- Activity -
Write the material out again, line by line, exactly as it is.

- Entries supplied -
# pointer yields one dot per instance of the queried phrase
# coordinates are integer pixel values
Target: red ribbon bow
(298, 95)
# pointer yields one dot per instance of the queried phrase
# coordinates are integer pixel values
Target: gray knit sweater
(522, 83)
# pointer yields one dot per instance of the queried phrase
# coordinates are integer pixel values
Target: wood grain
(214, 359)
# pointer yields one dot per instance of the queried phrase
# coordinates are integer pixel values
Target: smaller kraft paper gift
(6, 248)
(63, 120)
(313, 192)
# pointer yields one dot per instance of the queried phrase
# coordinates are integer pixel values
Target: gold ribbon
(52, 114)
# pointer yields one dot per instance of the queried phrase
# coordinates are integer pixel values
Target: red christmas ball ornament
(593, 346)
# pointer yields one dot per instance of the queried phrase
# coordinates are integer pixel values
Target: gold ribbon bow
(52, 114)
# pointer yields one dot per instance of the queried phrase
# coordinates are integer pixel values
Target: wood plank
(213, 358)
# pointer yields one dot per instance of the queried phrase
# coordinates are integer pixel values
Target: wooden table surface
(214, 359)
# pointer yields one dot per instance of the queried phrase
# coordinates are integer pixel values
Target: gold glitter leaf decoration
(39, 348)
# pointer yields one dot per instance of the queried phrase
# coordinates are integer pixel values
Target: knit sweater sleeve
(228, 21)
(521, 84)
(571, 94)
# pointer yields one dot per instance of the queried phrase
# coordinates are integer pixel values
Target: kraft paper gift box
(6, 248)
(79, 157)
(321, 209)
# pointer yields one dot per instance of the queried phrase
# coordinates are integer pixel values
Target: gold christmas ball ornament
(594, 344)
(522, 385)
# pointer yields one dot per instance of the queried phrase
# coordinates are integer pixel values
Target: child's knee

- Exercise output -
# pointer yields one dot per instance of the queried phrase
# coordinates are integer pixel values
Target: red ribbon bow
(298, 95)
# pointer yields one dot per instance of the queried phrase
# coordinates are integer pixel values
Target: gray knit sweater
(522, 83)
# pointer yields one dot per instance of the queried phrase
# coordinates are integer pixel values
Target: wood grain
(214, 359)
# pointer yields one dot per instance of the queried phrase
# coordinates are integer pixel values
Target: smaller kraft paper gift
(6, 248)
(63, 120)
(313, 192)
# pointer yields one dot per instance of the queried phrase
# coordinates are integer pixel values
Target: gold ribbon
(52, 114)
# pointer yields one dot per instance of the queried phrase
# coordinates are integer pixel values
Target: red christmas ball ornament
(593, 346)
# pointer yields one dot per instance of the queried phrase
# coordinates are integer pixel values
Target: gold ribbon bow
(52, 114)
# pointer yields one dot per instance of the queried phrase
# coordinates are integer pixel values
Target: wood plank
(213, 358)
# pointer yields one dot per instance of the queried phrase
# coordinates are integer pixel values
Target: wooden table surface
(214, 359)
# pointer yields one dot per instance of the queried phrase
# coordinates are integer pixel values
Target: gold glitter leaf decoration
(39, 348)
# pointer yields one dot per instance of the queried phrase
# coordinates are integer pixel values
Target: knit sweater sleeve
(228, 21)
(521, 84)
(571, 94)
# pointer yields one dot per instance of the queried phrase
# coordinates are integer pixel values
Target: kraft paper gift box
(6, 248)
(79, 157)
(321, 209)
# pointer yields one dot per instance of the queried phrase
# coordinates are integer pixel values
Target: gold christmas ball ornament
(594, 344)
(522, 385)
# pointer yields one dot per instance of the queried phrase
# coordinates are integer pixel values
Target: child's knee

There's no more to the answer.